Items drawn from a data source
"""

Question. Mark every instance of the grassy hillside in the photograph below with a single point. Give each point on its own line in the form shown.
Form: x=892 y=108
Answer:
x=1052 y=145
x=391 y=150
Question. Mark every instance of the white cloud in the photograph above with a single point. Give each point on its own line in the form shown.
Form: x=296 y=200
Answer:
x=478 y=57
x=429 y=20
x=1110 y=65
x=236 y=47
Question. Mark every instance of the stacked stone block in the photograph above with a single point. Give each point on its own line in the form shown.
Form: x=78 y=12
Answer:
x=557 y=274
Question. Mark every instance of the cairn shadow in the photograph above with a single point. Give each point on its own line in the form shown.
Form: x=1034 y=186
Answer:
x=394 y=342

"""

• [WHAT YOU ARE ASKED TO DO]
Can you put the data above into a JSON list of strings, one string per line, leaving out any blank lines?

• [EXPECTED ANSWER]
[
  "Question. Mark every instance of the grassy hillside in the photograph below with a single point. Give each point on its own line in the form shown.",
  "Form: x=892 y=108",
  "Answer:",
  "x=1052 y=145",
  "x=391 y=150",
  "Question. Mark every instance of the white cloud in the photograph above with a single point. Give each point on its own line in the form shown.",
  "Form: x=296 y=200",
  "Answer:",
  "x=478 y=57",
  "x=429 y=20",
  "x=1110 y=65",
  "x=236 y=47",
  "Question. Mark every instance of the stacked stone block in the photograph above with a single point. Give each point on its own line in the form shown.",
  "Form: x=78 y=12",
  "Answer:",
  "x=557 y=274",
  "Question. Mark every instance of the cairn shadow in the photograph above with a single point. Give each point on its own line in the form shown.",
  "Form: x=1034 y=186",
  "Answer:",
  "x=394 y=342"
]